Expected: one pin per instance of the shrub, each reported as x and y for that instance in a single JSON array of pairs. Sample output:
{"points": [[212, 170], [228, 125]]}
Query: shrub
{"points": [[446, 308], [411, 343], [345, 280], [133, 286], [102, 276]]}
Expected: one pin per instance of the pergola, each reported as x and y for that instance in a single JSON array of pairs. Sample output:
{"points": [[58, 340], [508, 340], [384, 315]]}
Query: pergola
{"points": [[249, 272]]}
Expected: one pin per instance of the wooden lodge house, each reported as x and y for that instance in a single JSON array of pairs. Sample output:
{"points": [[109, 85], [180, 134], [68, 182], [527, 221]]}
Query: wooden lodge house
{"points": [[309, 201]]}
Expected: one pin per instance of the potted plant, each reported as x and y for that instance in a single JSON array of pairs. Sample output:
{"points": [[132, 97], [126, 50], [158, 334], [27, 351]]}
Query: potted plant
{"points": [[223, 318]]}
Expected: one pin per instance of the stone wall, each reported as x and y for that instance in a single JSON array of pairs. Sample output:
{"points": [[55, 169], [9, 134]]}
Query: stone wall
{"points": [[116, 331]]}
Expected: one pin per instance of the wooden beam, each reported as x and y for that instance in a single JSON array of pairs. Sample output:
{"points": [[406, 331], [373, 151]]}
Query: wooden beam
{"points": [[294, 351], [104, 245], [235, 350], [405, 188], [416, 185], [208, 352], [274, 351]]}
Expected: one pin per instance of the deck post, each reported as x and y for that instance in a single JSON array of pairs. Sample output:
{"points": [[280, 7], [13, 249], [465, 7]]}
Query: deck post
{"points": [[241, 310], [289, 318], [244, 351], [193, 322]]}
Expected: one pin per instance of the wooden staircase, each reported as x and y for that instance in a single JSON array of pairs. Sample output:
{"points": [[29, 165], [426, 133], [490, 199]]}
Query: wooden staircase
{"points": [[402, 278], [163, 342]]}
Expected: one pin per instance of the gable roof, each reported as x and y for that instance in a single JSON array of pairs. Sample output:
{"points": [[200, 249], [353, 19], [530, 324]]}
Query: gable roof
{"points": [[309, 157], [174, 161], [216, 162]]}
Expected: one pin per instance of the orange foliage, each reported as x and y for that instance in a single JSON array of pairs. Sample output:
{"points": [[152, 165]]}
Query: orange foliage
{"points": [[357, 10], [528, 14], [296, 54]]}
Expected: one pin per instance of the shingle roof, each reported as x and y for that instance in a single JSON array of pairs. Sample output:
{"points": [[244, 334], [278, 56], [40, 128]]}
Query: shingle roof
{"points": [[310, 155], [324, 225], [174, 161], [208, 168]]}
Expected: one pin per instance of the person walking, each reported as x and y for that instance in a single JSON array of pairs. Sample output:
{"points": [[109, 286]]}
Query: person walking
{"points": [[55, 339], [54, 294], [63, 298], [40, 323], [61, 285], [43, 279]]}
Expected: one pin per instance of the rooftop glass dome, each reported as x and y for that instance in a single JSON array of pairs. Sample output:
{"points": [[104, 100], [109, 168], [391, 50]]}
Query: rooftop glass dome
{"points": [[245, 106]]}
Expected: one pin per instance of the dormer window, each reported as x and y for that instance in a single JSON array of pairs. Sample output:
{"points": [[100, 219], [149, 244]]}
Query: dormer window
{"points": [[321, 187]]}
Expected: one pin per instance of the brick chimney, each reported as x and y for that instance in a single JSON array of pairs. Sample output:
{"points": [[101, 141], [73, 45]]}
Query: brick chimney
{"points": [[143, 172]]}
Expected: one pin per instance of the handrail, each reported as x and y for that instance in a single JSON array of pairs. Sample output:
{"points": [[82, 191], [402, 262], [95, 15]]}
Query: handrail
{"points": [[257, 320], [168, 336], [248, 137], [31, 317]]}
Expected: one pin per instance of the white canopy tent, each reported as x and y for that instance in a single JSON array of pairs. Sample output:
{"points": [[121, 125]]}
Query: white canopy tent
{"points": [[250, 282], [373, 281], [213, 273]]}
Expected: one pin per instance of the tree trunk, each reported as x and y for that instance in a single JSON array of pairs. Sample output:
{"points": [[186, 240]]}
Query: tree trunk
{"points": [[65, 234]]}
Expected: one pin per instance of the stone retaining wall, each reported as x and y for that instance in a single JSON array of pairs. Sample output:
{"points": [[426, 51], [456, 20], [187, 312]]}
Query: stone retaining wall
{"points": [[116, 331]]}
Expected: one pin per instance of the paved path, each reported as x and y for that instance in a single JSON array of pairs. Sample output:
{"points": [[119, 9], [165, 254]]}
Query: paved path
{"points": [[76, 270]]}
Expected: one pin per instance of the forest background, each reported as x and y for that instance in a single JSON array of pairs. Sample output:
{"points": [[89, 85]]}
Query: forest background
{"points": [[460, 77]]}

Description of the task
All records shown above must be set down again verbatim.

Exercise solution
Expected: one pin per instance of the shrub, each reported as x and y for that instance in a single JSON array of pairs. Sample output:
{"points": [[212, 170], [228, 125]]}
Query: shrub
{"points": [[446, 308], [411, 343], [345, 280], [133, 286], [102, 276]]}
Expected: one pin per instance of the pergola, each reported as x and y for that instance in a single JSON array of pairs. Sample output:
{"points": [[58, 340], [508, 340], [384, 315]]}
Query: pergola
{"points": [[249, 272]]}
Expected: one pin per instance of the wooden lodge house, each reported as x and y for that instance in a single JSON array of pairs. Sample output:
{"points": [[109, 85], [180, 134], [68, 182], [527, 221]]}
Query: wooden lodge house
{"points": [[309, 201]]}
Expected: one pin per instance of the potted plant, each reported as x and y for that instance in a single JSON array of pairs. Sample output:
{"points": [[132, 97], [126, 50], [158, 334], [27, 351]]}
Query: potted plant
{"points": [[223, 318]]}
Expected: one pin per instance of the stone wall, each reported as x and y for that instance in a single JSON array of pairs. Sample output:
{"points": [[55, 169], [9, 134]]}
Query: stone wall
{"points": [[116, 331]]}
Expected: one pin per instance of the wooden beam, each reported as x and y for that instance in a single JSON array of pairs. Sample output:
{"points": [[406, 331], [373, 151]]}
Query: wooden beam
{"points": [[294, 351], [104, 245], [235, 350], [405, 188], [416, 185], [208, 352], [274, 351]]}
Expected: one pin per instance of the deck post, each reported as x and y for that instance in a single JSON array of pairs. Sample output:
{"points": [[280, 7], [13, 249], [465, 7]]}
Query: deck post
{"points": [[241, 310], [289, 318], [244, 351], [193, 322]]}
Expected: one pin per instance of the wooden staircase, each reported as x and y for that instance in a single JSON array of pairs. Sample output:
{"points": [[29, 165], [426, 133], [490, 199]]}
Query: wooden staircase
{"points": [[402, 278], [163, 342]]}
Expected: one pin per instance of the gable roof, each reported as x and y for that instance in a single JSON array of pairs. Sample output:
{"points": [[200, 249], [353, 19], [530, 324]]}
Query: gable roof
{"points": [[309, 157], [174, 161], [216, 162]]}
Expected: one pin per instance of the orange foliage, each reported as x and y for that instance in a single JSON array of pairs. Sample output:
{"points": [[152, 165]]}
Query: orange foliage
{"points": [[357, 10], [528, 14], [296, 54]]}
Expected: one pin per instance of the shingle roof, each reported as x and y for that instance in a single JSON array of pairs. Sample output:
{"points": [[244, 334], [278, 56], [40, 128]]}
Query: shingle roof
{"points": [[310, 155], [324, 225], [174, 161], [208, 168]]}
Expected: one pin per instance of the person walking, each reported as x and y for that instance in a single JSON array of pairs. Sample output:
{"points": [[109, 286]]}
Query: person walking
{"points": [[55, 339], [54, 294], [63, 298], [40, 323], [61, 285], [43, 279]]}
Expected: one pin per instance of the rooftop glass dome, each reported as x and y for that instance in a single JSON array of pairs. Sample output:
{"points": [[104, 100], [109, 168], [391, 50]]}
Query: rooftop glass dome
{"points": [[245, 106]]}
Expected: one pin per instance of the dormer window, each reported as x and y for that instance in a single JSON array of pairs. Sample output:
{"points": [[100, 219], [149, 244]]}
Query: dormer window
{"points": [[321, 187]]}
Expected: one pin per instance of the brick chimney, each reported as x and y for that instance in a single JSON array of pairs. Sample output:
{"points": [[101, 141], [73, 45]]}
Query: brick chimney
{"points": [[143, 172]]}
Expected: one pin per instance of the handrail, each reported as x and y for that instance in a single JSON array of pairs. Sample output:
{"points": [[82, 191], [402, 262], [95, 15]]}
Query: handrail
{"points": [[257, 320], [168, 336], [248, 137], [31, 317]]}
Expected: one pin per instance of the white canopy tent, each reported as x and y for that instance in a single JSON array of pairs. Sample output:
{"points": [[121, 125]]}
Query: white canopy tent
{"points": [[250, 282], [373, 281], [213, 273]]}
Expected: one pin per instance of the tree trunk, each reported as x and y for that instance in a single JSON array of pairs. Sample output:
{"points": [[186, 240]]}
Query: tree trunk
{"points": [[65, 234]]}
Expected: one pin per instance of the stone retaining wall, each reported as x and y for that instance in a single JSON array of pairs. Sample output:
{"points": [[426, 51], [456, 20], [187, 312]]}
Query: stone retaining wall
{"points": [[116, 331]]}
Expected: one pin per instance of the paved path, each reported as x and y for that instance in a single JSON array of pairs. Sample output:
{"points": [[119, 9], [165, 254]]}
Query: paved path
{"points": [[76, 270]]}
Expected: one pin per instance of the forest background, each reported as x and y for that instance in a single JSON array of pairs. Sample output:
{"points": [[89, 85]]}
Query: forest background
{"points": [[460, 77]]}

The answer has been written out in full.